> [Work request]: Lines below containing the word "tall" should be copied out.

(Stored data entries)
┏━━
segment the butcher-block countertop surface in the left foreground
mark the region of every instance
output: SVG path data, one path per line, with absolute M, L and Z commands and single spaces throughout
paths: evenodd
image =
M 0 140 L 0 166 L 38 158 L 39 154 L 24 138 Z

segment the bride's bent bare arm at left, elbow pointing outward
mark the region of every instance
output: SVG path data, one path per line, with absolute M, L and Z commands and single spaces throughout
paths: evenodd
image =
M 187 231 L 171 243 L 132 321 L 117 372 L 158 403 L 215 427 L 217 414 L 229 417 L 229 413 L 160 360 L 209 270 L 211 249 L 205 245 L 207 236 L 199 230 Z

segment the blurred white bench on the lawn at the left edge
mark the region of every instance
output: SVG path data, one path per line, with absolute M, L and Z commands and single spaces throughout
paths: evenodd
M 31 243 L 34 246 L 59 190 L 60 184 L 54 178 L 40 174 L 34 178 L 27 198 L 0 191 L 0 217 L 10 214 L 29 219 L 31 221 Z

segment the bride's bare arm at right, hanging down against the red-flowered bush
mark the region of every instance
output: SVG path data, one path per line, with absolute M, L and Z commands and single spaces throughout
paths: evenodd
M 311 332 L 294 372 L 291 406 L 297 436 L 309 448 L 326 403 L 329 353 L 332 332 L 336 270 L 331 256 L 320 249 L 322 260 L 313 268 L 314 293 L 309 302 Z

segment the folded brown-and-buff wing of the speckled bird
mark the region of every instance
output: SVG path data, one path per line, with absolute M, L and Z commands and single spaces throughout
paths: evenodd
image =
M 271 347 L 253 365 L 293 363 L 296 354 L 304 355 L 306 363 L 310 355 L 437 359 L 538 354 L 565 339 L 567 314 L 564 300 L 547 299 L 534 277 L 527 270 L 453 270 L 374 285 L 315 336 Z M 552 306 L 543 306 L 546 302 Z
┗━━
┏━━
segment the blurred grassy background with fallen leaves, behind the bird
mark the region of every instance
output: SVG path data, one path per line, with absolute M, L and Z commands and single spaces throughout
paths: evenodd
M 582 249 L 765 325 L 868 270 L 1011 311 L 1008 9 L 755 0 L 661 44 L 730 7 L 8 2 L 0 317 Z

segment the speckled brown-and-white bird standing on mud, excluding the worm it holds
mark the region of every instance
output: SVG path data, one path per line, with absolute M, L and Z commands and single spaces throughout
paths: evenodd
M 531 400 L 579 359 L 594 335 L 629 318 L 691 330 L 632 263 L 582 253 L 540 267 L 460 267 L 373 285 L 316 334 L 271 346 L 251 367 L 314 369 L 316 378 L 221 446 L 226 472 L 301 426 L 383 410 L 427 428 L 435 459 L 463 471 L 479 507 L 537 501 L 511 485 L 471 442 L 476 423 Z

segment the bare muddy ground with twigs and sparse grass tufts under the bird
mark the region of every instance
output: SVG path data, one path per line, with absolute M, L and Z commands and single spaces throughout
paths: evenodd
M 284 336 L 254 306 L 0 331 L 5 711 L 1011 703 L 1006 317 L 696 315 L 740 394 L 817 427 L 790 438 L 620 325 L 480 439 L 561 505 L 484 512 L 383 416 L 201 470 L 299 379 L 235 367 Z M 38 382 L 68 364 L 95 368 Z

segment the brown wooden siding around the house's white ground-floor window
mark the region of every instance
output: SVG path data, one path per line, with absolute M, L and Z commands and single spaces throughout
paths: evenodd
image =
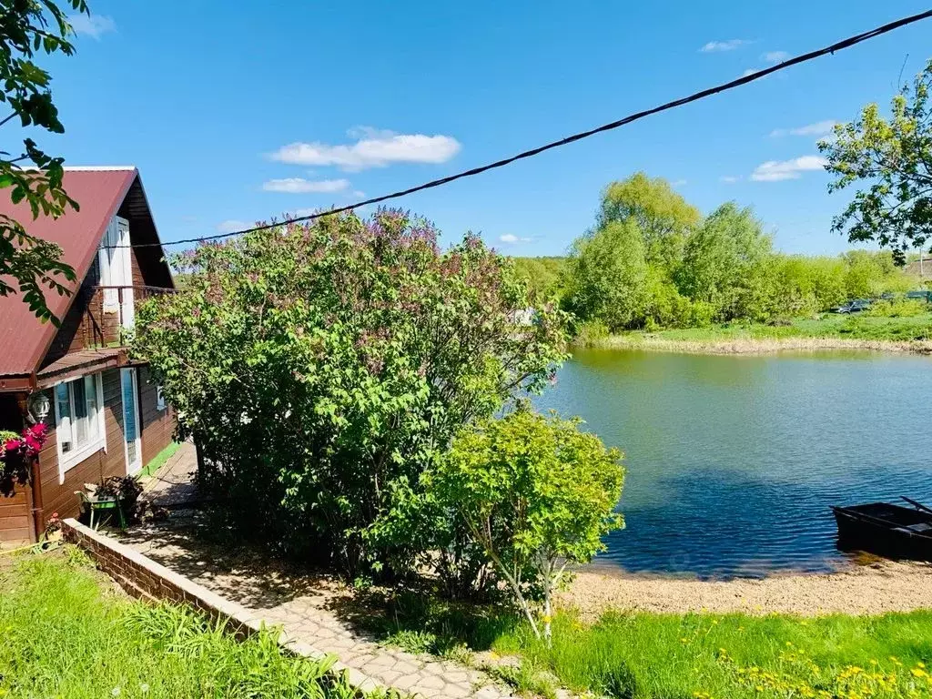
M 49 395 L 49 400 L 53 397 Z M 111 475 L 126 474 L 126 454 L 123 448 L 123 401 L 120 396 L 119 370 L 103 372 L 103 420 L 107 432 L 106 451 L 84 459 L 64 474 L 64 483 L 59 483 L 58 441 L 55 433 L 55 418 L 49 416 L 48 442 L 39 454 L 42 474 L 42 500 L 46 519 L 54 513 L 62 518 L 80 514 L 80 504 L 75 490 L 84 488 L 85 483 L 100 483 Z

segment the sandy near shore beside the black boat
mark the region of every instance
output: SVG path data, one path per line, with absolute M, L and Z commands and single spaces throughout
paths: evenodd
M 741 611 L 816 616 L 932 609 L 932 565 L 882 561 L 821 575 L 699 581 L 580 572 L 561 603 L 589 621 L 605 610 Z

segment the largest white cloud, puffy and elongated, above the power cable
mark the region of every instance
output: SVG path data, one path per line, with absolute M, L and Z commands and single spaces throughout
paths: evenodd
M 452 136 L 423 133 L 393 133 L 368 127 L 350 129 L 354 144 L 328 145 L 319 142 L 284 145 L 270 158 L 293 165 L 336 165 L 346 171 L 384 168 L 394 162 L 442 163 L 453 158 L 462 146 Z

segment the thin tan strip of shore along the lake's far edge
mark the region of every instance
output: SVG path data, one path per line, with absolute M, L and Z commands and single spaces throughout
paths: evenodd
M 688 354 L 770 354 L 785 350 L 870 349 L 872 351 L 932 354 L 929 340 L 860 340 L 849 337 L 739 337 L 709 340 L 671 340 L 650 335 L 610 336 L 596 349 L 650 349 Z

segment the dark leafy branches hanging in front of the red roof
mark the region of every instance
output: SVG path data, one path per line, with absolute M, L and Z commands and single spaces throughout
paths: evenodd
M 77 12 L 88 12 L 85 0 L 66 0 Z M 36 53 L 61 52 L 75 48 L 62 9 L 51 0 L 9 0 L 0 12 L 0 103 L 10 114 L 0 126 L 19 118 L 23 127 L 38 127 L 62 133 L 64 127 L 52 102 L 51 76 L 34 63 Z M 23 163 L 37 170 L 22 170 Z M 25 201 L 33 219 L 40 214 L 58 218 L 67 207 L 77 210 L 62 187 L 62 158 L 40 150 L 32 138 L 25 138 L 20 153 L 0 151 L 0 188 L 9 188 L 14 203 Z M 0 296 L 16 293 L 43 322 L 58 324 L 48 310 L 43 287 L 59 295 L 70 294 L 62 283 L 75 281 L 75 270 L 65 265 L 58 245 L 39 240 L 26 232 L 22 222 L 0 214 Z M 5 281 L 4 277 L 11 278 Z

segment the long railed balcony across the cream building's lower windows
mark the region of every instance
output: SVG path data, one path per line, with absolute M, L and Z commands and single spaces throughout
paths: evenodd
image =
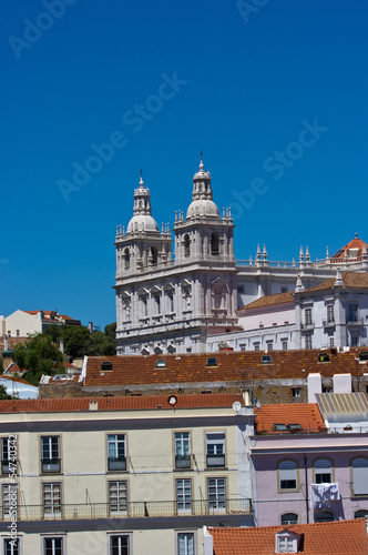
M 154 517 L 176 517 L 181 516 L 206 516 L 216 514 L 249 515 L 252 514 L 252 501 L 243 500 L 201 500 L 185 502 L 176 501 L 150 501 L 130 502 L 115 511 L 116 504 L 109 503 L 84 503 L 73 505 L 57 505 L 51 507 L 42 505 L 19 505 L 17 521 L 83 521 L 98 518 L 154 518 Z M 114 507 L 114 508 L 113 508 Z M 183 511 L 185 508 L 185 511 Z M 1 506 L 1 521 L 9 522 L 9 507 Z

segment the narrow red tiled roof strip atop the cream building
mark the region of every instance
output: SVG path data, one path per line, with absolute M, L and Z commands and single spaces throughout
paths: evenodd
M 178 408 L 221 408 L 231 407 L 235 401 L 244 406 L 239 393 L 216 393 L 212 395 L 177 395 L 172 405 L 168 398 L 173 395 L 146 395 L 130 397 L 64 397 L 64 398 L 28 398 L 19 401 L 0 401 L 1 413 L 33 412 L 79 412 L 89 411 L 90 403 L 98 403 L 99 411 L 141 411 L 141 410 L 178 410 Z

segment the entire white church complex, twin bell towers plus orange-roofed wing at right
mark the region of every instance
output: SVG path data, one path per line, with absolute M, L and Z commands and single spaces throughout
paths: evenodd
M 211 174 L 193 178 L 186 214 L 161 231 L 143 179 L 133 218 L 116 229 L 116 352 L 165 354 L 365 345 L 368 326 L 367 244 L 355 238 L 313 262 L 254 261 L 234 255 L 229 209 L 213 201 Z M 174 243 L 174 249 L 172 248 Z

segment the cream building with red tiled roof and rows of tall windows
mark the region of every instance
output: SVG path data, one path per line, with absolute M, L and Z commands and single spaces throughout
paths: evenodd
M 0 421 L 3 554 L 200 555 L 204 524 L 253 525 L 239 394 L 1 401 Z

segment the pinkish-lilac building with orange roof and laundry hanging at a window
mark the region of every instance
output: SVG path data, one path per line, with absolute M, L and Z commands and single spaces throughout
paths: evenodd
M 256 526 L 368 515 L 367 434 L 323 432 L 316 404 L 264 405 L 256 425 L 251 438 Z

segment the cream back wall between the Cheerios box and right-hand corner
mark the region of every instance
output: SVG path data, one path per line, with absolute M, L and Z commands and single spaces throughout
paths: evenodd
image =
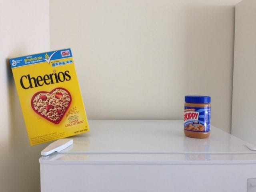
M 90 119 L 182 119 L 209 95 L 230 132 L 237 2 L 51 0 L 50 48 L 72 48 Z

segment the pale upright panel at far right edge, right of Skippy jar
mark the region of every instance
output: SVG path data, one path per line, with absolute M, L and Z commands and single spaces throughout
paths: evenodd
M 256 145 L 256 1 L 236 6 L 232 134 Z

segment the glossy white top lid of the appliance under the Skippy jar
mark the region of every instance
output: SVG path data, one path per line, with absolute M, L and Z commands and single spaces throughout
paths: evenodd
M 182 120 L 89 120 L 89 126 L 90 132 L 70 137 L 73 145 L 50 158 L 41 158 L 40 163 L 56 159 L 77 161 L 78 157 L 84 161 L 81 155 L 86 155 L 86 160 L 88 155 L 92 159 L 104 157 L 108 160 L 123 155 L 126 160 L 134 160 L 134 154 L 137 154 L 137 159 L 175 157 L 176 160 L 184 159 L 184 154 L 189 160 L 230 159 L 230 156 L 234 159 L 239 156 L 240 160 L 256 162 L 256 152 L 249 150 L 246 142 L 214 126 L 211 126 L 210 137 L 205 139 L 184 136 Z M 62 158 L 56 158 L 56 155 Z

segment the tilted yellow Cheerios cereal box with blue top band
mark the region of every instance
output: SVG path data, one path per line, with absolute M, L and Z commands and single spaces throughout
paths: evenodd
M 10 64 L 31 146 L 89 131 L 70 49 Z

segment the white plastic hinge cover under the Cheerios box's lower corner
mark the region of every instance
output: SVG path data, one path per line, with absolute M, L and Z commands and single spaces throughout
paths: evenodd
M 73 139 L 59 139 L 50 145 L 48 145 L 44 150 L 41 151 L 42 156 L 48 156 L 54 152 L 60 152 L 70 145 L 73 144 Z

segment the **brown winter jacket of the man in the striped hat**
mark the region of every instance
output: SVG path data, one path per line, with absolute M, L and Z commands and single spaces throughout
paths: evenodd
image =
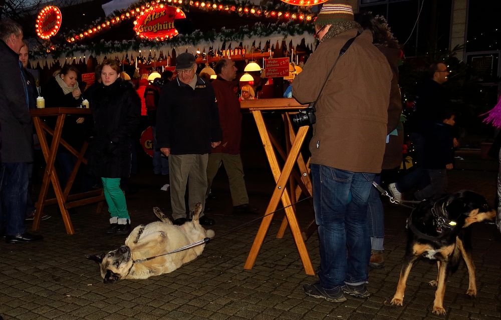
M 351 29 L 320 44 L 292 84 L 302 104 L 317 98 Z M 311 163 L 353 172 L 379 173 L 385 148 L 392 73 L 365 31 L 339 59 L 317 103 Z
┗━━
┏━━
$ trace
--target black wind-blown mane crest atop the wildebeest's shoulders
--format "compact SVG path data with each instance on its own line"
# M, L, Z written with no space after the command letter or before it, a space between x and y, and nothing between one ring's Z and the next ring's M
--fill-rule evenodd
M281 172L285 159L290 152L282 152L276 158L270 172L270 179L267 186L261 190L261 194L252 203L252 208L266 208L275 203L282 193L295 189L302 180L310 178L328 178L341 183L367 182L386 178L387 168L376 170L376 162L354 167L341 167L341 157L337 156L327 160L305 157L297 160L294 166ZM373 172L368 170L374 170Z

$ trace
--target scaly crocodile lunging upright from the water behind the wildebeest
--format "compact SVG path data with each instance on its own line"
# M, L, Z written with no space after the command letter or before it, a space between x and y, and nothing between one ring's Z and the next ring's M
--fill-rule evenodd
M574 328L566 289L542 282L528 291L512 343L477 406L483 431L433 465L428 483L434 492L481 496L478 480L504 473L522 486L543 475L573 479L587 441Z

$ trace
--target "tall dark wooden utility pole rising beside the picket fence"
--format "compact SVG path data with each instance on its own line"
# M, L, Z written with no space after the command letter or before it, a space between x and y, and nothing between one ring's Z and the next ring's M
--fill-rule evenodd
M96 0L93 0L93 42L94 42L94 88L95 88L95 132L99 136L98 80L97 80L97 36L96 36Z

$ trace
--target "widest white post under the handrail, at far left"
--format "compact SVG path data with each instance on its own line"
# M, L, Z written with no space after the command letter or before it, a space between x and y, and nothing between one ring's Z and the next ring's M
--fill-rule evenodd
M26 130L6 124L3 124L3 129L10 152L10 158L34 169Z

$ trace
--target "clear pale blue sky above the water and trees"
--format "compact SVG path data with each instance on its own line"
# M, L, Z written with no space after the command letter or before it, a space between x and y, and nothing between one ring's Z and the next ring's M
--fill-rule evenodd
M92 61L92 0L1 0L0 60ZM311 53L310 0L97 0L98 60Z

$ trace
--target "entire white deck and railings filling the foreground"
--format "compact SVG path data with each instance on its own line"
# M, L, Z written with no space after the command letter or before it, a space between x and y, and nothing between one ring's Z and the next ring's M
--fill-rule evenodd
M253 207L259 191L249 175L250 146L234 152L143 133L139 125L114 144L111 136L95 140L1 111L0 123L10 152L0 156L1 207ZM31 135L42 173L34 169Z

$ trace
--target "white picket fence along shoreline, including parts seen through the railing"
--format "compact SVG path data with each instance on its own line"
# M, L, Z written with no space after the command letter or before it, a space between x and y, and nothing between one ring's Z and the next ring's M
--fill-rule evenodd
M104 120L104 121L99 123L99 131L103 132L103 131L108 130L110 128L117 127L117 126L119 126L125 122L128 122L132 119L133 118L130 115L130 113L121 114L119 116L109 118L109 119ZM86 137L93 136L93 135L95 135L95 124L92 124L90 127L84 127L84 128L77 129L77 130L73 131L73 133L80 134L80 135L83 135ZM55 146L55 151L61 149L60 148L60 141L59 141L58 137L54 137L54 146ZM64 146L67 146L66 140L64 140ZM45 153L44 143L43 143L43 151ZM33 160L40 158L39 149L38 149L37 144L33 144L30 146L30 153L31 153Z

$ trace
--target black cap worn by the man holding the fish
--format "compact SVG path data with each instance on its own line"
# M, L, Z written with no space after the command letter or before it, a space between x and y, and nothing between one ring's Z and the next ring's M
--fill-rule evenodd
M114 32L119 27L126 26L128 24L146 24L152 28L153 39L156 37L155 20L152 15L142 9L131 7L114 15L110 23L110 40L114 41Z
┗━━
> [Solution to the exercise]:
segment the cream building with red tiled roof and rows of tall windows
--target "tall dark wooden utility pole rising beside the picket fence"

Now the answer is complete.